Find every line in the material below that contains the string "pole" and copy each of those lines in full. Case counts.

[start]

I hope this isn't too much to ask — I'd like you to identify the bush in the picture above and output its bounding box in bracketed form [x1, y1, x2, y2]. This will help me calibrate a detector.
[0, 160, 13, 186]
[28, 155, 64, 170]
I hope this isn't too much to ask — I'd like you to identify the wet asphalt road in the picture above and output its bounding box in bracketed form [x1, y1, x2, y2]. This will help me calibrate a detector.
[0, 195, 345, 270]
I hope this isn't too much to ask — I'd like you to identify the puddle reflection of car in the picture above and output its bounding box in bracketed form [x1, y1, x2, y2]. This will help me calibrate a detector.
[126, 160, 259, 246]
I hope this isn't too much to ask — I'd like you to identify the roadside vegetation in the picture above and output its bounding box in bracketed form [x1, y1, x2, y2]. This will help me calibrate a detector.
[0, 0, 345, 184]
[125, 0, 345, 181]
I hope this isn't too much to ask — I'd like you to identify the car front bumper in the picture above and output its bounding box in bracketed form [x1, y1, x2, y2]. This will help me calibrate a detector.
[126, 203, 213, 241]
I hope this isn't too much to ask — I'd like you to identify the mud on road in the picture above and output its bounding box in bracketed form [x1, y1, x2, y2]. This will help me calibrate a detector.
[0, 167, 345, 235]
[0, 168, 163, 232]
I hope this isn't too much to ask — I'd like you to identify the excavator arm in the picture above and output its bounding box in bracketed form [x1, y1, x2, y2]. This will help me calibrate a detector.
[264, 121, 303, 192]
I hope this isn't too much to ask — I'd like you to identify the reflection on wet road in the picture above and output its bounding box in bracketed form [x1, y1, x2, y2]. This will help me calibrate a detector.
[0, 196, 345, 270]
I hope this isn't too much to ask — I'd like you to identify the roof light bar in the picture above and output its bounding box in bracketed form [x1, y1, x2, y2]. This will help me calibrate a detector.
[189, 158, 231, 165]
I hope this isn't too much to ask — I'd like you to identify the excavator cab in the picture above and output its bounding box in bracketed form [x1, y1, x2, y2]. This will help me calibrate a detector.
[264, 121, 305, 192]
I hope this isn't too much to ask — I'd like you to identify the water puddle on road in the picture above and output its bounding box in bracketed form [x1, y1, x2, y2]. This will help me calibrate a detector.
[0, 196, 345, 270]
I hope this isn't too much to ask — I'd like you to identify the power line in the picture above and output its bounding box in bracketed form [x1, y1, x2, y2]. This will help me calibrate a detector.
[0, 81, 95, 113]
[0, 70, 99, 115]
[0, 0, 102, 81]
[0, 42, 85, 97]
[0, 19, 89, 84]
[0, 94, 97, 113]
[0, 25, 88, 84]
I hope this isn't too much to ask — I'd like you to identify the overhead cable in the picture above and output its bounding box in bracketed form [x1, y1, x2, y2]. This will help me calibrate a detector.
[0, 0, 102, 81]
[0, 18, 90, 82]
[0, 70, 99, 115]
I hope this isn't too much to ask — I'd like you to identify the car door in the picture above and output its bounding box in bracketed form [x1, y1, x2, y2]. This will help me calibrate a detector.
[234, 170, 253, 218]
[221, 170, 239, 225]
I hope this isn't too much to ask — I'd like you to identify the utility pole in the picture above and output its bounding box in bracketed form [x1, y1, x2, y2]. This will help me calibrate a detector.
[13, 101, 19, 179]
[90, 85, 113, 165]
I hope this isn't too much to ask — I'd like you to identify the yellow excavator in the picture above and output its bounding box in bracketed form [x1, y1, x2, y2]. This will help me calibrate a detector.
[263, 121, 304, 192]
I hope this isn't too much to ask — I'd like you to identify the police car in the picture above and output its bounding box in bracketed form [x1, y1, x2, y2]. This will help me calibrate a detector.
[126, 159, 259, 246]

[end]

* Answer below *
I hope this isn't too much to ask — I'd like you to identify the utility pole in the picture above and output its bounding box in bracketed form [x1, y1, x2, y2]. This will help me calibrate a detector.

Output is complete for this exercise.